Converti in una tabella Markdown le righe dei record che partono da quella che contiene "Where can the truck side" e arrivano fino alla fine dei record, estremi compresi, tralasciando quelle vuote. Usa le colonne "N." per il numero progressivo e "Riga" per il testo.

DATI REGISTRATI:
- - - -

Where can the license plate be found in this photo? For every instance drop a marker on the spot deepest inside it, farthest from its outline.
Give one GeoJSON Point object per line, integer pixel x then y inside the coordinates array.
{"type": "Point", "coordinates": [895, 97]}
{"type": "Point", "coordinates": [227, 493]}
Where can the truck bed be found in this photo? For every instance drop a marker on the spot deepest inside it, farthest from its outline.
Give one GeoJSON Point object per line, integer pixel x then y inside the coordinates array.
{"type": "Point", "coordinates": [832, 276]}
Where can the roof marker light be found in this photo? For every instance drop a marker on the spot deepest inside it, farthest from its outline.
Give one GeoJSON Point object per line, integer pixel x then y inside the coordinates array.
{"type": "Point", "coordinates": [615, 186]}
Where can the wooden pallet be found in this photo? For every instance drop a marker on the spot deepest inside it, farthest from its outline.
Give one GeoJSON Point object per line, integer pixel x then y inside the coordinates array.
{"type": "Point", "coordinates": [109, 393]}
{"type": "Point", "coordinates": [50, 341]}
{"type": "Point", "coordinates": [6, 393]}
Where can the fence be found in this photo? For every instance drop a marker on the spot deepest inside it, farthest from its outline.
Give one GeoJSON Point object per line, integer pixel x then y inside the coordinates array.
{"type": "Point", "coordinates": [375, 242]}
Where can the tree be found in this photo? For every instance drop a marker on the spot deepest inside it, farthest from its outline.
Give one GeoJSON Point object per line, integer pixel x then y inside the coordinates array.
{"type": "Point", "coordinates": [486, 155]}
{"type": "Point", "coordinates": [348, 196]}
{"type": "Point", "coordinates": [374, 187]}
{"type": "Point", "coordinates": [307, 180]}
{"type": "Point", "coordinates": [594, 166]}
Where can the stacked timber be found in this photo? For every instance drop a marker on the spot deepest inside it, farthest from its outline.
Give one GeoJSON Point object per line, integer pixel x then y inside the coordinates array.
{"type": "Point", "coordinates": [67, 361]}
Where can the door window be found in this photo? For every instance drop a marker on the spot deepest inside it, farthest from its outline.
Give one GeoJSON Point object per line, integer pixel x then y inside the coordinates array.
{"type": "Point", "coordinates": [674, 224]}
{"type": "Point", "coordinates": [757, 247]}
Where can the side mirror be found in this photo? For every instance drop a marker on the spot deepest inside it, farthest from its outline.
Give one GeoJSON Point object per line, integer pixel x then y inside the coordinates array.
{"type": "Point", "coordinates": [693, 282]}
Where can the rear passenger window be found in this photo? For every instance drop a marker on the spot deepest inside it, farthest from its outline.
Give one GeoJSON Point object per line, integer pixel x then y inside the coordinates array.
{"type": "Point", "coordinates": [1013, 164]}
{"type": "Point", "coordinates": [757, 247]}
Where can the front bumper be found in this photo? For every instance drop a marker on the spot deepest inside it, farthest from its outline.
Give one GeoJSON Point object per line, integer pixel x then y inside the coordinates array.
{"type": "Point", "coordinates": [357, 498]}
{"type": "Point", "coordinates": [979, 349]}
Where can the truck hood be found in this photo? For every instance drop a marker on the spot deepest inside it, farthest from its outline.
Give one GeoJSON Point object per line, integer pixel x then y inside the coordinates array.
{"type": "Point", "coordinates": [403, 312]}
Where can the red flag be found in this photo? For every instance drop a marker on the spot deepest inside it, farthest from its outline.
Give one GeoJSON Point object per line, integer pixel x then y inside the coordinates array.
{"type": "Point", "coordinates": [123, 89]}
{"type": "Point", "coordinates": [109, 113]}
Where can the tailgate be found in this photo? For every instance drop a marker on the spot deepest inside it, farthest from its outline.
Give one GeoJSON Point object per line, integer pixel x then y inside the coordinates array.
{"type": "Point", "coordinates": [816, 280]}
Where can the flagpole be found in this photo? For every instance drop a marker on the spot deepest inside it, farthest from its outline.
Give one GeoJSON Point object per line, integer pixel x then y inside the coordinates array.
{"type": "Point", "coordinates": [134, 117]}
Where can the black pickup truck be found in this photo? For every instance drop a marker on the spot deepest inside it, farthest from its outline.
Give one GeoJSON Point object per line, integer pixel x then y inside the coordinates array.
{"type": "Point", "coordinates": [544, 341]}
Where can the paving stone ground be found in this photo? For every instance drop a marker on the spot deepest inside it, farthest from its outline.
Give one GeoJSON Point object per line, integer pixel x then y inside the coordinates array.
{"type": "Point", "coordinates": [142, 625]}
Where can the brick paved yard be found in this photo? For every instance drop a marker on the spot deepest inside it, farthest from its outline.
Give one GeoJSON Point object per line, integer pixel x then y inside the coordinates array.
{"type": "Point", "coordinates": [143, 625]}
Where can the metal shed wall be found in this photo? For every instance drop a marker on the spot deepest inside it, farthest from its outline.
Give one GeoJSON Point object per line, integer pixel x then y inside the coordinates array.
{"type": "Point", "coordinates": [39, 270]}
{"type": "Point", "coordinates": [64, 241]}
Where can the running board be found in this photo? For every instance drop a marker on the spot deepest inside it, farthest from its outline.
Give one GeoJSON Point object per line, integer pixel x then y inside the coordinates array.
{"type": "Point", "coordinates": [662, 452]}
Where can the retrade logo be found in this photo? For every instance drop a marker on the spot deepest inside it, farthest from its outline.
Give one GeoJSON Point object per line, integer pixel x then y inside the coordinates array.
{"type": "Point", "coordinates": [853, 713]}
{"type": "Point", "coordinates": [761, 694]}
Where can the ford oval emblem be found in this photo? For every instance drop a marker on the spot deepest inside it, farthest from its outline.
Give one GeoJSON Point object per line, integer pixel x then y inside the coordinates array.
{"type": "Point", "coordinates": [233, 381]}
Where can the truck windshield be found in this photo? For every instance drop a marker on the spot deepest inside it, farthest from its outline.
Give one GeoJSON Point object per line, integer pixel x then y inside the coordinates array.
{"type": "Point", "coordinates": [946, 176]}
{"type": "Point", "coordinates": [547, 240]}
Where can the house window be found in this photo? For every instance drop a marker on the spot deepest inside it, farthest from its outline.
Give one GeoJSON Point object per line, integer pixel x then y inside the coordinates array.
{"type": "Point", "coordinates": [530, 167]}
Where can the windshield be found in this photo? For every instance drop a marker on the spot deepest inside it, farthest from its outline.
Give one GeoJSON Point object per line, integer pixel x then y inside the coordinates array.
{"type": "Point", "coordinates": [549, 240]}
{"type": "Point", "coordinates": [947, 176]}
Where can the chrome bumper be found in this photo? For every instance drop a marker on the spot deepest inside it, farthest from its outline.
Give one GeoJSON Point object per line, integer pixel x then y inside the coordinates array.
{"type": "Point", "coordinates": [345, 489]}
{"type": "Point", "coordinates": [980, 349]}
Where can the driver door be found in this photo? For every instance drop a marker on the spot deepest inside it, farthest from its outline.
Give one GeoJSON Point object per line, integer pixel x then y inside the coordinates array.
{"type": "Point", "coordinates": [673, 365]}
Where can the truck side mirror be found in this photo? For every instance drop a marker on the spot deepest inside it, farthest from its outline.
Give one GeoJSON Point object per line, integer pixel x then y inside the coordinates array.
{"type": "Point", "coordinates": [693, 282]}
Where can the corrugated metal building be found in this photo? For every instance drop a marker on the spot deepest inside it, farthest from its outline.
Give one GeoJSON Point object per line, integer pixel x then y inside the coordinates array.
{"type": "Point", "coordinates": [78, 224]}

- - - -

RISPOSTA COMPLETA:
| N. | Riga |
|---|---|
| 1 | Where can the truck side mirror be found in this photo? For every instance drop a marker on the spot deepest inside it, farthest from its outline. |
| 2 | Give one GeoJSON Point object per line, integer pixel x then y inside the coordinates array. |
| 3 | {"type": "Point", "coordinates": [693, 282]} |
| 4 | Where can the corrugated metal building be found in this photo? For every instance drop a marker on the spot deepest inside it, farthest from its outline. |
| 5 | Give one GeoJSON Point object per line, integer pixel x then y inside the coordinates array. |
| 6 | {"type": "Point", "coordinates": [78, 224]} |